**WHAT IS BEING ASKED**
The entries that follow include a run beginning at the line with "For every instance of the haze" and ending at the line with "For every instance of the dense"; restate that run word for word and leave the rest out.

**Dataset entries**
══════════════════════════════

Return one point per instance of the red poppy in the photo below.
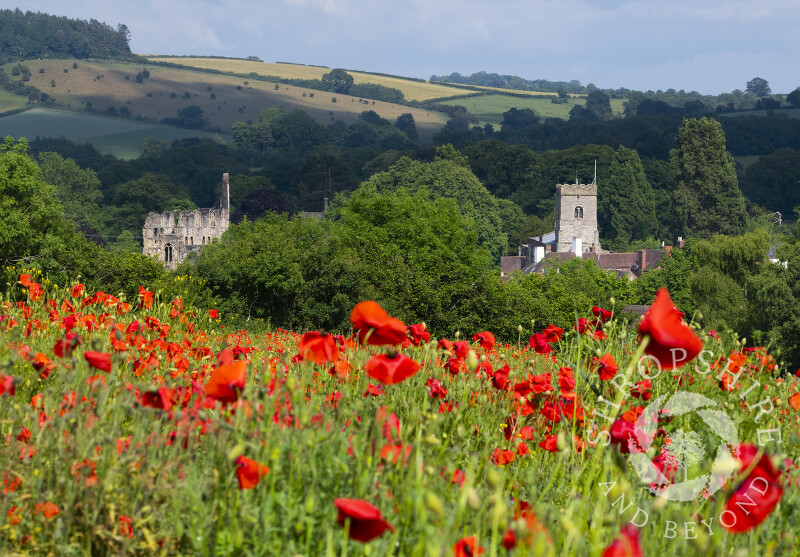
(607, 367)
(249, 472)
(49, 509)
(626, 544)
(98, 360)
(539, 343)
(550, 443)
(162, 398)
(374, 325)
(467, 547)
(318, 347)
(390, 369)
(486, 339)
(501, 457)
(672, 342)
(366, 521)
(553, 333)
(756, 496)
(227, 381)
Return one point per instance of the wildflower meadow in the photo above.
(149, 427)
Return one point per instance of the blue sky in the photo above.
(711, 46)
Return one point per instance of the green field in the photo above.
(223, 99)
(114, 136)
(412, 89)
(788, 112)
(9, 102)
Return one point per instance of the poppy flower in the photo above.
(374, 325)
(366, 521)
(318, 347)
(672, 342)
(486, 340)
(467, 547)
(539, 343)
(249, 472)
(98, 360)
(390, 369)
(501, 457)
(756, 496)
(550, 443)
(626, 544)
(49, 509)
(227, 381)
(607, 367)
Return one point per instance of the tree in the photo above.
(599, 103)
(405, 123)
(630, 212)
(793, 98)
(758, 87)
(256, 204)
(78, 190)
(337, 81)
(449, 176)
(707, 199)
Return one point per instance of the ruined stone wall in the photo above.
(172, 235)
(576, 217)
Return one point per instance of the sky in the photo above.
(710, 46)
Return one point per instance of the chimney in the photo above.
(577, 247)
(225, 198)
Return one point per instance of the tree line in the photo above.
(27, 35)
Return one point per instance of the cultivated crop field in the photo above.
(413, 90)
(114, 136)
(224, 99)
(147, 426)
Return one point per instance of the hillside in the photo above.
(111, 87)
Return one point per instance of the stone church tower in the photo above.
(576, 218)
(172, 235)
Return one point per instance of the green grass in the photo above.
(10, 102)
(109, 84)
(115, 136)
(126, 475)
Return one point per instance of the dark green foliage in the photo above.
(774, 181)
(758, 86)
(258, 202)
(630, 211)
(37, 35)
(449, 176)
(707, 200)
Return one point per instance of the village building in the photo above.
(576, 235)
(172, 235)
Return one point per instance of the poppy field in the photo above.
(148, 427)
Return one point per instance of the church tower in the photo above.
(576, 218)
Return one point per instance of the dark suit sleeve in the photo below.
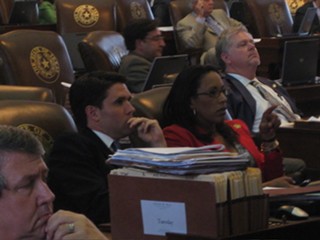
(78, 177)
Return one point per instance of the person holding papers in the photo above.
(100, 103)
(251, 95)
(194, 115)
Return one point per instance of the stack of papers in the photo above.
(181, 161)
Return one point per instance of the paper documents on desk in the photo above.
(181, 161)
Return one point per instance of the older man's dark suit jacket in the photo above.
(78, 175)
(241, 104)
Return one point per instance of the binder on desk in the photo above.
(147, 208)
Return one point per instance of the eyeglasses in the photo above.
(155, 38)
(214, 93)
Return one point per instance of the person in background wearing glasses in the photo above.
(144, 42)
(239, 59)
(201, 28)
(194, 115)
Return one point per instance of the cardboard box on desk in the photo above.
(147, 208)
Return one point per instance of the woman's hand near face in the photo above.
(148, 130)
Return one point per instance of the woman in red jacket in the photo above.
(194, 115)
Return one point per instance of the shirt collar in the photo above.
(245, 81)
(104, 138)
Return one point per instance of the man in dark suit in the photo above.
(239, 58)
(25, 199)
(101, 106)
(315, 28)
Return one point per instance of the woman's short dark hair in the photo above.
(138, 29)
(177, 110)
(90, 89)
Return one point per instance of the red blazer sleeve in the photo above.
(269, 163)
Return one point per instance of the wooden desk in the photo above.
(271, 53)
(306, 229)
(8, 28)
(301, 143)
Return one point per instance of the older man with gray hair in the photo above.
(201, 28)
(25, 198)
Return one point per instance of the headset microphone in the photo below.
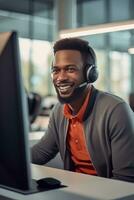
(82, 85)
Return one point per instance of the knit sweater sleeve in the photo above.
(121, 125)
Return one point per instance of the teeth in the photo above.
(64, 88)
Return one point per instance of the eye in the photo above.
(71, 69)
(54, 70)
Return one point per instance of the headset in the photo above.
(91, 72)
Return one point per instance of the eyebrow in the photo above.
(54, 66)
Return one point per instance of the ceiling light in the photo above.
(131, 50)
(97, 29)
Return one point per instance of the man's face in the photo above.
(67, 72)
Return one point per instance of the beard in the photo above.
(78, 91)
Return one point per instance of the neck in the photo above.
(76, 105)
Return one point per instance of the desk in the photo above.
(80, 187)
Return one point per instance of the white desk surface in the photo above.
(80, 187)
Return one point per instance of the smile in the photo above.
(64, 88)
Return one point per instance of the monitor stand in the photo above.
(41, 185)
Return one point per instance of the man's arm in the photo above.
(122, 142)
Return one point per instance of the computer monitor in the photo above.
(15, 173)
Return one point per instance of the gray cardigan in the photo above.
(109, 131)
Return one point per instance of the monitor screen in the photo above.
(14, 123)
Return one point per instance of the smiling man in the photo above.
(92, 130)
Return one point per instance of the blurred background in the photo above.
(108, 25)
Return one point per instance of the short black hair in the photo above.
(88, 54)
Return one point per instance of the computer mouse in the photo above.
(48, 182)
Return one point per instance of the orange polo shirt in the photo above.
(76, 140)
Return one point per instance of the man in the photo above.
(92, 130)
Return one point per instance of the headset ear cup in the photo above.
(92, 73)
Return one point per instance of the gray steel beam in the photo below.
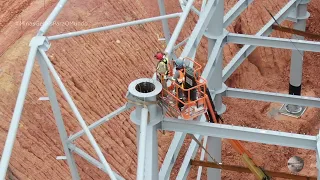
(273, 97)
(115, 26)
(47, 23)
(178, 27)
(246, 50)
(273, 42)
(165, 24)
(296, 65)
(100, 122)
(205, 139)
(215, 33)
(171, 155)
(203, 5)
(191, 153)
(6, 154)
(193, 9)
(241, 133)
(181, 43)
(318, 156)
(58, 117)
(78, 115)
(91, 160)
(235, 11)
(197, 33)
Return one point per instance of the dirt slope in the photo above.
(97, 69)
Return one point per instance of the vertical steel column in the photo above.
(142, 144)
(147, 118)
(165, 24)
(215, 29)
(152, 171)
(17, 113)
(318, 156)
(58, 117)
(300, 15)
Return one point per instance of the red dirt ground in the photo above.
(97, 69)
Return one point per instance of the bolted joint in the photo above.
(41, 42)
(142, 93)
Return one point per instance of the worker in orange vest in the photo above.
(179, 78)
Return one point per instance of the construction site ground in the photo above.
(97, 69)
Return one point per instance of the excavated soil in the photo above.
(97, 68)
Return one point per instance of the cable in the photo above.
(281, 28)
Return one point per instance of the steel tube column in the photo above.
(58, 117)
(152, 171)
(301, 15)
(215, 30)
(142, 144)
(17, 113)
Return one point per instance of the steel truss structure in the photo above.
(149, 117)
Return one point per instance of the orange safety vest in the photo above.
(181, 78)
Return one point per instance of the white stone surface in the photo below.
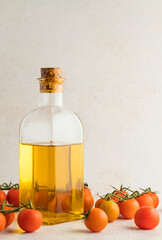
(120, 229)
(111, 55)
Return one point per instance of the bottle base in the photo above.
(61, 218)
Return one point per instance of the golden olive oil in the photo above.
(51, 176)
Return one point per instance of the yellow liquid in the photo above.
(52, 178)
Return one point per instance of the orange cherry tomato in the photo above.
(97, 220)
(30, 220)
(99, 202)
(111, 209)
(146, 217)
(145, 200)
(155, 198)
(3, 197)
(2, 222)
(128, 208)
(13, 197)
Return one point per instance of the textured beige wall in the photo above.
(111, 55)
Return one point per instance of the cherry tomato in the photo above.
(2, 222)
(146, 217)
(3, 197)
(145, 200)
(9, 216)
(13, 197)
(99, 202)
(97, 220)
(128, 208)
(30, 220)
(111, 209)
(155, 198)
(118, 194)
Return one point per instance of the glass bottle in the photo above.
(51, 154)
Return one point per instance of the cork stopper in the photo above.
(51, 80)
(51, 72)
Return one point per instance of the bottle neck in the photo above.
(51, 99)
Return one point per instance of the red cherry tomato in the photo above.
(2, 222)
(3, 197)
(9, 216)
(146, 217)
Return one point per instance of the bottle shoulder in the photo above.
(50, 123)
(47, 112)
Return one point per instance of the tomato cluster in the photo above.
(141, 207)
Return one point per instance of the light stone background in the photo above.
(111, 52)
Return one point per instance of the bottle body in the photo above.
(51, 161)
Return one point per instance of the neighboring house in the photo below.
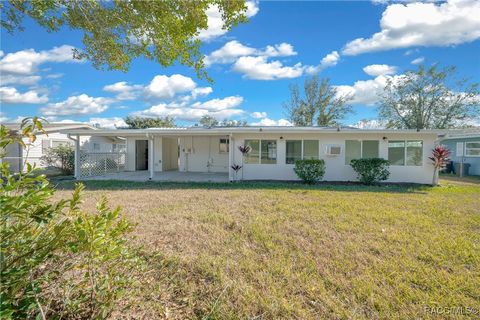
(55, 136)
(159, 152)
(464, 146)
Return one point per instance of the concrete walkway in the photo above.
(164, 176)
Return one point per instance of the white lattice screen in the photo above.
(100, 163)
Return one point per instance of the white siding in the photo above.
(336, 170)
(205, 154)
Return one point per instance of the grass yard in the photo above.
(271, 251)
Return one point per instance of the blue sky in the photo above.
(358, 45)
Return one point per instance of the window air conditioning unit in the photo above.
(333, 150)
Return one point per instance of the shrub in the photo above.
(310, 171)
(57, 261)
(61, 157)
(372, 170)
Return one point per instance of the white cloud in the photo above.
(11, 95)
(217, 108)
(201, 92)
(233, 50)
(329, 60)
(259, 68)
(123, 90)
(364, 92)
(26, 62)
(219, 104)
(76, 105)
(108, 123)
(229, 53)
(418, 60)
(269, 122)
(422, 24)
(255, 64)
(19, 79)
(370, 124)
(279, 50)
(380, 69)
(258, 115)
(165, 87)
(215, 21)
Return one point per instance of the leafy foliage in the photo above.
(116, 32)
(428, 98)
(143, 123)
(321, 106)
(440, 157)
(371, 170)
(57, 260)
(310, 170)
(61, 157)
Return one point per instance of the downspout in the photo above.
(150, 155)
(77, 155)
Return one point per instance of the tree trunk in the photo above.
(435, 177)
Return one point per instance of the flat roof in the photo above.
(249, 129)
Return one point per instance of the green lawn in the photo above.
(270, 251)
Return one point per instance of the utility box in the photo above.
(466, 167)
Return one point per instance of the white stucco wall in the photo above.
(336, 170)
(202, 154)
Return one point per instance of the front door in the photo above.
(141, 155)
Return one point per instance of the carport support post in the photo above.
(77, 158)
(150, 157)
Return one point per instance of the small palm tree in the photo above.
(440, 158)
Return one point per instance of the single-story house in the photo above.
(17, 156)
(170, 153)
(464, 147)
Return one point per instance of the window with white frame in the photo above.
(57, 143)
(361, 149)
(472, 149)
(224, 145)
(409, 152)
(301, 149)
(261, 151)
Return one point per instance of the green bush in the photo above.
(61, 157)
(310, 171)
(57, 261)
(372, 170)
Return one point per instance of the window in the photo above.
(310, 149)
(357, 149)
(296, 152)
(224, 145)
(269, 151)
(408, 153)
(396, 153)
(414, 153)
(472, 149)
(57, 143)
(261, 151)
(254, 155)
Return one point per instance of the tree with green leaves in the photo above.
(57, 260)
(116, 32)
(144, 122)
(429, 98)
(321, 105)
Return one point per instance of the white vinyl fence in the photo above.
(100, 163)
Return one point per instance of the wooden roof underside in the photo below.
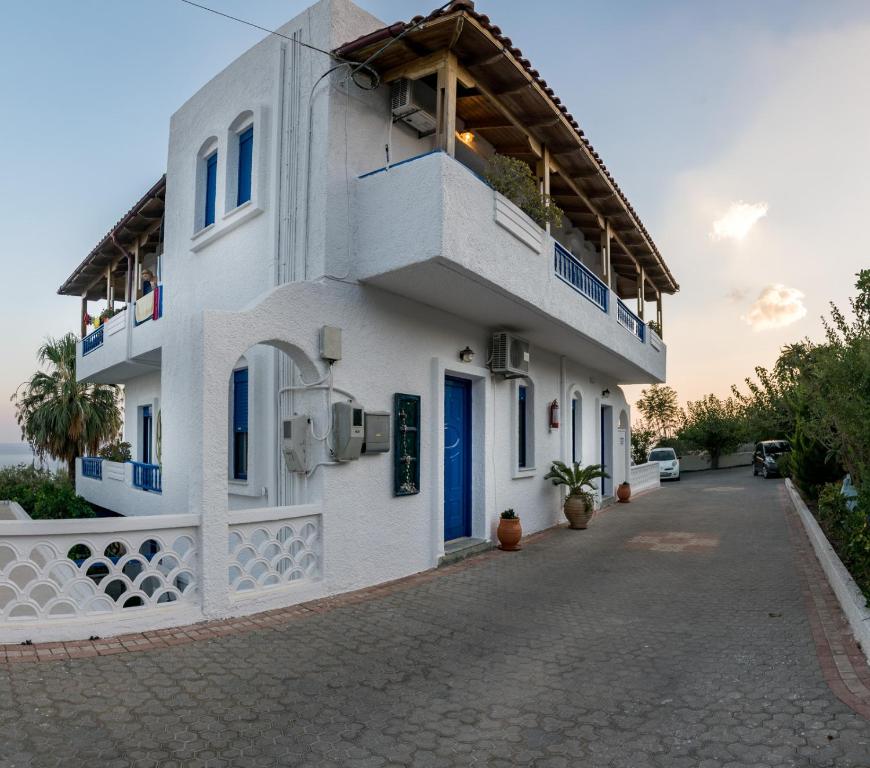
(142, 220)
(508, 104)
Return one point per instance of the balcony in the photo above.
(431, 230)
(128, 488)
(126, 345)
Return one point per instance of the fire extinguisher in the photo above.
(554, 414)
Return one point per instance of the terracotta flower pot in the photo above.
(578, 512)
(623, 492)
(509, 534)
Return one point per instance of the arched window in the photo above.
(206, 184)
(239, 418)
(240, 161)
(576, 427)
(524, 421)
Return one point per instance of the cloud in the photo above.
(737, 295)
(776, 307)
(736, 222)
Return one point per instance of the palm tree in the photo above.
(576, 478)
(61, 416)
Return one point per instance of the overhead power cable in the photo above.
(264, 29)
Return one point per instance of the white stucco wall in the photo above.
(229, 301)
(390, 345)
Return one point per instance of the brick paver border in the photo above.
(842, 661)
(209, 630)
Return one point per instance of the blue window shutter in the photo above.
(246, 158)
(521, 421)
(240, 400)
(210, 188)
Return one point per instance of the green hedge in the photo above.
(848, 530)
(43, 495)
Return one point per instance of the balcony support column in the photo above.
(544, 178)
(84, 314)
(641, 280)
(134, 278)
(606, 267)
(445, 137)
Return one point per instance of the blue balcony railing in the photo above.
(92, 341)
(569, 269)
(629, 320)
(92, 467)
(146, 476)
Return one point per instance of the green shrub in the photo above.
(43, 495)
(678, 444)
(810, 463)
(58, 501)
(848, 530)
(514, 179)
(642, 439)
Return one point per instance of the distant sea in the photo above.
(12, 454)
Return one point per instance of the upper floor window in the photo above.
(246, 160)
(240, 424)
(210, 189)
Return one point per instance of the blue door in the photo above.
(457, 458)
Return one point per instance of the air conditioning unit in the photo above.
(510, 355)
(413, 102)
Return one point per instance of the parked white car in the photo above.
(668, 461)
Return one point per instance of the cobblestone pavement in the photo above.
(673, 632)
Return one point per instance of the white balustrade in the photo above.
(100, 570)
(273, 548)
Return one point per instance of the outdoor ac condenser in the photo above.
(413, 102)
(510, 355)
(296, 443)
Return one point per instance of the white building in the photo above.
(296, 198)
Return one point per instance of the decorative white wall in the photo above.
(257, 286)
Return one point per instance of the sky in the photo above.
(739, 132)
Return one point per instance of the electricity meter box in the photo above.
(296, 443)
(377, 425)
(348, 430)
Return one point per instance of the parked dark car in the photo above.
(766, 456)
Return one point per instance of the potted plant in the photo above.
(623, 492)
(579, 503)
(509, 531)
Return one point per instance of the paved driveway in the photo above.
(671, 633)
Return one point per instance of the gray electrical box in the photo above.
(296, 443)
(348, 430)
(330, 343)
(377, 439)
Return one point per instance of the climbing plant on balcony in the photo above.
(60, 416)
(514, 179)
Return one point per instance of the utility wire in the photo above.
(264, 29)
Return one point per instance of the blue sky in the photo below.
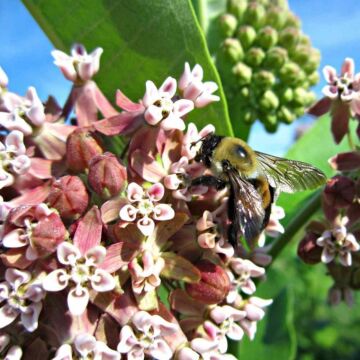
(333, 25)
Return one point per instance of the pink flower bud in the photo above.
(339, 192)
(81, 147)
(106, 175)
(68, 195)
(213, 286)
(308, 250)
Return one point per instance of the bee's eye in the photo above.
(240, 151)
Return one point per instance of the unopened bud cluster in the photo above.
(266, 62)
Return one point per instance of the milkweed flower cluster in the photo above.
(335, 240)
(117, 257)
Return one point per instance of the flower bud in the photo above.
(254, 56)
(255, 14)
(81, 147)
(213, 286)
(339, 192)
(308, 250)
(275, 58)
(106, 175)
(243, 73)
(246, 35)
(267, 37)
(232, 48)
(289, 37)
(269, 101)
(237, 7)
(276, 17)
(291, 74)
(264, 80)
(228, 24)
(69, 197)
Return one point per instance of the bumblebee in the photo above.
(254, 180)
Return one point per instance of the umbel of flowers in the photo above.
(266, 63)
(117, 257)
(335, 239)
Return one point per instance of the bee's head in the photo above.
(208, 145)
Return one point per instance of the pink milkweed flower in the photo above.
(145, 272)
(190, 143)
(254, 308)
(79, 66)
(194, 89)
(338, 242)
(20, 295)
(241, 274)
(143, 207)
(87, 347)
(20, 113)
(14, 160)
(145, 337)
(342, 98)
(160, 108)
(35, 228)
(81, 271)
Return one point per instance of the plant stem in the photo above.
(201, 12)
(295, 224)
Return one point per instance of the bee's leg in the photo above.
(208, 180)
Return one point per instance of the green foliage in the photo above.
(140, 43)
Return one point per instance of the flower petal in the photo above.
(77, 300)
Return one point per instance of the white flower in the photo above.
(20, 296)
(147, 339)
(80, 65)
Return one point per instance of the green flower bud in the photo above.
(276, 17)
(228, 24)
(300, 96)
(289, 37)
(267, 37)
(264, 80)
(275, 58)
(233, 50)
(286, 95)
(254, 57)
(291, 74)
(243, 73)
(313, 78)
(285, 115)
(313, 61)
(247, 115)
(246, 35)
(237, 7)
(255, 14)
(269, 101)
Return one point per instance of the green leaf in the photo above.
(142, 40)
(275, 337)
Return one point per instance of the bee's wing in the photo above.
(289, 175)
(245, 207)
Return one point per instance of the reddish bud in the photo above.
(68, 195)
(308, 250)
(106, 175)
(81, 147)
(213, 286)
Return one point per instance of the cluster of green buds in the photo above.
(266, 62)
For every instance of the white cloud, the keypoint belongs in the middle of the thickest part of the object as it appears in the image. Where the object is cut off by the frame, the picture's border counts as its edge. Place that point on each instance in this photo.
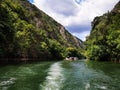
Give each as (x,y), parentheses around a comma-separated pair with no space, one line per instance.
(75,12)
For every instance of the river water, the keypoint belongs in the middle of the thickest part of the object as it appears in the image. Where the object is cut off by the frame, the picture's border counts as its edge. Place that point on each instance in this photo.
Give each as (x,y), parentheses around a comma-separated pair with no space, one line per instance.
(62,75)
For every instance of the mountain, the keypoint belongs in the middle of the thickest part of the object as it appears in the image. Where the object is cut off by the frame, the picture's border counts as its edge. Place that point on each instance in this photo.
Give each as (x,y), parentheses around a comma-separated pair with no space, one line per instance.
(103,44)
(28,33)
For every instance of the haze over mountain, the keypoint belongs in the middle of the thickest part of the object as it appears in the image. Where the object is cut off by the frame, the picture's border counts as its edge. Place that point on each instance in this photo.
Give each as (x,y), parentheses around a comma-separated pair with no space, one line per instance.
(75,15)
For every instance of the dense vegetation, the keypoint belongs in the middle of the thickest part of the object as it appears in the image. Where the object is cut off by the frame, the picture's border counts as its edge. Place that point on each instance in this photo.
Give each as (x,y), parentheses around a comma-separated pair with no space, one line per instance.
(103,44)
(26,32)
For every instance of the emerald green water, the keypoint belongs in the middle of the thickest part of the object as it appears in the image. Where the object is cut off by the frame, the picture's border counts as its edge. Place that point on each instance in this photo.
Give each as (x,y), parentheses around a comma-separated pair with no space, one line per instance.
(63,75)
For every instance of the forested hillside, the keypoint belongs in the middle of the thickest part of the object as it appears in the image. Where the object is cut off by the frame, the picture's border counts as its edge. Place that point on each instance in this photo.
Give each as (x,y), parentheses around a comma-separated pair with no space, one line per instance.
(103,44)
(28,33)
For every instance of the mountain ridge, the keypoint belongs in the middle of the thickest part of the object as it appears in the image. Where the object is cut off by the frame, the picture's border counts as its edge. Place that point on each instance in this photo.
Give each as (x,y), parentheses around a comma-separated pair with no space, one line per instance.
(27,32)
(103,44)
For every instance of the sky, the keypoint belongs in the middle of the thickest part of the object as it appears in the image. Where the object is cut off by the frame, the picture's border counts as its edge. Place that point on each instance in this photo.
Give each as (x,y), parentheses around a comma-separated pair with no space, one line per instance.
(75,15)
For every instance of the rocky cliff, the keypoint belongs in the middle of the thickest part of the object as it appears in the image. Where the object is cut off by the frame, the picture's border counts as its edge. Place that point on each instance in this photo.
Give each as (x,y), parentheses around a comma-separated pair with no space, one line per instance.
(27,32)
(104,41)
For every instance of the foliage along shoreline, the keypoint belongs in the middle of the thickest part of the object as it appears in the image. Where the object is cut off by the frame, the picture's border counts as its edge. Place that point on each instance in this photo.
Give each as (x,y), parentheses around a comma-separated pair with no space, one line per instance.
(103,44)
(28,33)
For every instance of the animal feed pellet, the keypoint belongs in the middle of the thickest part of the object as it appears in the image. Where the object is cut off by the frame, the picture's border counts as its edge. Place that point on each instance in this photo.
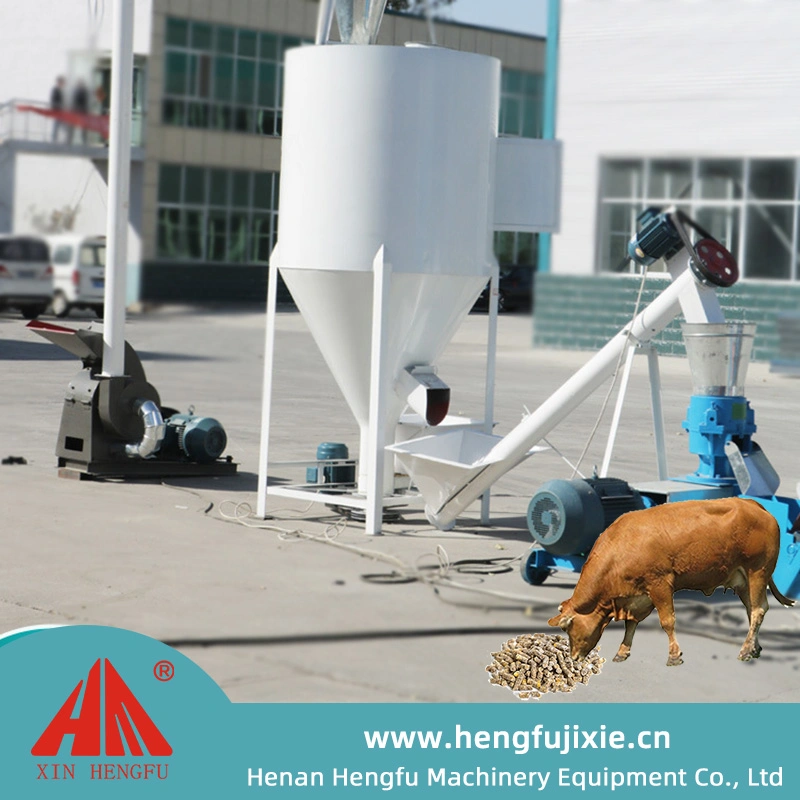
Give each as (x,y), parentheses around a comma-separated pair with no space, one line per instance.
(532,664)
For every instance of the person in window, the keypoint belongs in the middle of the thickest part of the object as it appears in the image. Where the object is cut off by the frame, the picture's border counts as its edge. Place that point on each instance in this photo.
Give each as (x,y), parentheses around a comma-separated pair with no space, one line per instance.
(57,104)
(80,105)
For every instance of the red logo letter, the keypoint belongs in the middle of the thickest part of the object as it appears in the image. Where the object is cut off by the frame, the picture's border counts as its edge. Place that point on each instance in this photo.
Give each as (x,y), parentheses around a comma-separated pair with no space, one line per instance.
(123,714)
(85,727)
(119,700)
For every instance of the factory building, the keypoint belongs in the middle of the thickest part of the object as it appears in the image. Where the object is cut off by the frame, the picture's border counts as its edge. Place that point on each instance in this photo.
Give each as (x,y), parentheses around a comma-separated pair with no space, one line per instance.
(675,102)
(205,176)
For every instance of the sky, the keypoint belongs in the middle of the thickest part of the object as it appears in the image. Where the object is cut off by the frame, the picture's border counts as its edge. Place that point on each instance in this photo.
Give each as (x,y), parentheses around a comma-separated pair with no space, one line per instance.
(523,16)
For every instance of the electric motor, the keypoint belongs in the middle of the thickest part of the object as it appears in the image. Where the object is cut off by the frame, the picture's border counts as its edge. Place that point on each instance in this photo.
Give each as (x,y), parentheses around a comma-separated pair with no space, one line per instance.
(200,439)
(566,517)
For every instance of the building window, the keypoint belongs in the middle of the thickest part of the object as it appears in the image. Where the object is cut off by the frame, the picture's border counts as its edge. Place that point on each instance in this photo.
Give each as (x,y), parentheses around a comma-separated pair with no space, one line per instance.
(216,215)
(521,104)
(515,248)
(751,205)
(223,78)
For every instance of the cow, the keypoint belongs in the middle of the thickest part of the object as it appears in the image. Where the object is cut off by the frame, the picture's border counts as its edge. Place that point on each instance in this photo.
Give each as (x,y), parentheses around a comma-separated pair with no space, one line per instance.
(645,556)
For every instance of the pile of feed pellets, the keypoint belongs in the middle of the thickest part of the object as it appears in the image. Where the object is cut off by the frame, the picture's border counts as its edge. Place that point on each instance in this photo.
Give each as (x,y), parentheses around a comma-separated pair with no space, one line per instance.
(532,664)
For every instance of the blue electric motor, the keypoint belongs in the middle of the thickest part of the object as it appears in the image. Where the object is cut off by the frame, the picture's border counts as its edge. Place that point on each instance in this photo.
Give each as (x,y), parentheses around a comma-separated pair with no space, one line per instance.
(199,439)
(566,517)
(332,451)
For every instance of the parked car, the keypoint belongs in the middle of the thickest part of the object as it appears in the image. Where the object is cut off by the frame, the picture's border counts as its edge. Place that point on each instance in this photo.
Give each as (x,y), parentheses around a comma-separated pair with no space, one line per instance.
(514,291)
(79,264)
(26,277)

══════════════════════════════

**TASK ANSWER**
For every instance of the haze over mountain, the keypoint belongs in the middle of the thickest part of the object as it appears in the image. Where the object is cut off by the frame, the picture's border counts as its edge. Place that point on each instance in this photo.
Give each as (x,y), parentheses around a comma-separated pair with no space, one line per instance.
(75,15)
For every instance of the dense vegetation, the keypoint belongs in the middle of the thickest part of the object as it appears in the image. Where the object is cut off by the frame, the picture's border counts as its edge. Place that point on each instance in this photo.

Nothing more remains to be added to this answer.